Render every line of the material below as a numbered list, skipping blank lines. Leave the pictures out of your answer.
* * * *
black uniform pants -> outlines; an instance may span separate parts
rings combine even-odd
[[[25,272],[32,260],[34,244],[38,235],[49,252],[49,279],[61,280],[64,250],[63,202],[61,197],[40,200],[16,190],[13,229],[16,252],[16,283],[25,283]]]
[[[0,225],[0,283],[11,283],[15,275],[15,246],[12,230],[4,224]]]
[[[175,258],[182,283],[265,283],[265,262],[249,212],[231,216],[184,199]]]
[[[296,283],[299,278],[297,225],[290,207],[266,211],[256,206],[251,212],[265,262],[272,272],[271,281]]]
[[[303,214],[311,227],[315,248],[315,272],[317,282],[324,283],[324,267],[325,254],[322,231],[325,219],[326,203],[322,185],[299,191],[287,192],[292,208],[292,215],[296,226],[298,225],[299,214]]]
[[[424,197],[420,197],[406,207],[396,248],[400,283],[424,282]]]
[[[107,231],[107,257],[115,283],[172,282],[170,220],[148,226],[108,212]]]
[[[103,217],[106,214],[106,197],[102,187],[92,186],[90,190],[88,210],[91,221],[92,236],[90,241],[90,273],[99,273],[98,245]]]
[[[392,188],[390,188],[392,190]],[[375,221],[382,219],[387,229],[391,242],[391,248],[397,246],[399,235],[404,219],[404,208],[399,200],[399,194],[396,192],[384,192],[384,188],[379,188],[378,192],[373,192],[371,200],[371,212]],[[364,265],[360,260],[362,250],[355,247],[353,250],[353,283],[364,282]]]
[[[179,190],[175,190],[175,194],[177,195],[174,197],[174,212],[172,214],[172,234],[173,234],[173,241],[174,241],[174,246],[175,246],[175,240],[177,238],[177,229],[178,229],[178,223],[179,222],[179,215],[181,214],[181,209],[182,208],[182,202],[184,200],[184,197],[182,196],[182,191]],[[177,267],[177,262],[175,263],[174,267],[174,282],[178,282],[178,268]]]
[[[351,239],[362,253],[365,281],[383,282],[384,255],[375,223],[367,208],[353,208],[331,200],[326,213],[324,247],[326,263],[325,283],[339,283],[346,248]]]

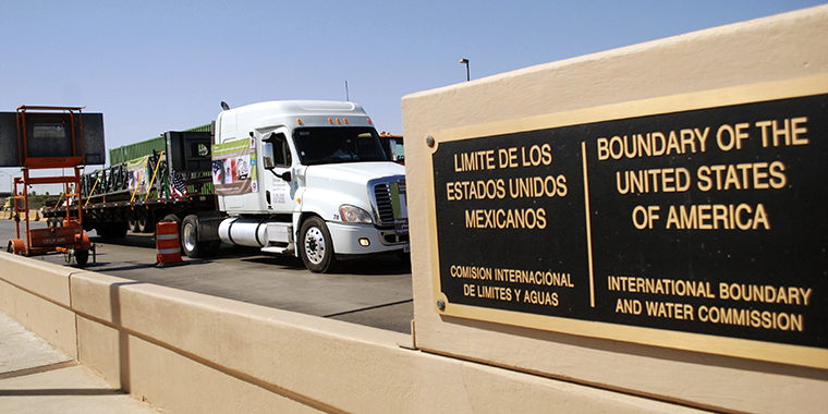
* * * *
Final result
1. black uniform pants -> outlines; an instance may span separate parts
2. rings combine even-odd
3. [[[25,272],[32,260],[34,244],[38,235],[49,252],[49,279],[61,280],[64,250],[63,202],[61,197],[40,200],[16,190],[13,229],[16,252],[16,283],[25,283]]]
4. [[[0,225],[0,283],[11,283],[15,275],[15,246],[12,230],[4,224]]]
5. [[[175,258],[182,283],[265,283],[265,262],[249,212],[231,216],[184,199]]]
6. [[[296,283],[299,278],[297,225],[290,207],[266,211],[256,206],[251,212],[265,262],[272,272],[271,281]]]
7. [[[303,214],[311,227],[315,248],[315,272],[317,282],[324,283],[324,267],[325,254],[322,231],[325,219],[326,203],[322,185],[299,191],[287,192],[292,208],[292,215],[296,226],[298,225],[299,214]]]
8. [[[424,197],[420,197],[406,207],[396,248],[400,283],[424,282]]]
9. [[[107,231],[107,257],[115,283],[172,282],[170,220],[148,226],[108,212]]]
10. [[[103,217],[106,214],[106,197],[102,187],[92,186],[90,190],[88,210],[91,221],[92,236],[90,241],[90,273],[99,273],[98,245]]]
11. [[[392,188],[390,188],[392,190]],[[375,221],[382,219],[387,229],[391,242],[391,248],[397,246],[399,235],[404,219],[404,208],[399,200],[399,194],[396,192],[384,192],[384,188],[379,188],[378,192],[373,192],[371,200],[371,212]],[[364,265],[360,260],[362,250],[355,247],[353,250],[353,283],[364,282]]]
12. [[[179,190],[175,190],[175,194],[177,195],[174,197],[174,212],[172,214],[172,234],[173,234],[173,241],[174,241],[174,246],[175,246],[175,240],[177,238],[177,229],[178,229],[178,223],[179,222],[179,215],[181,214],[181,209],[182,208],[182,202],[184,200],[184,197],[182,196],[182,191]],[[177,267],[177,262],[175,263],[174,267],[174,282],[178,282],[178,268]]]
13. [[[351,239],[362,253],[365,281],[383,282],[384,255],[375,223],[367,208],[353,208],[331,200],[326,213],[324,247],[326,263],[325,283],[339,283],[346,248]]]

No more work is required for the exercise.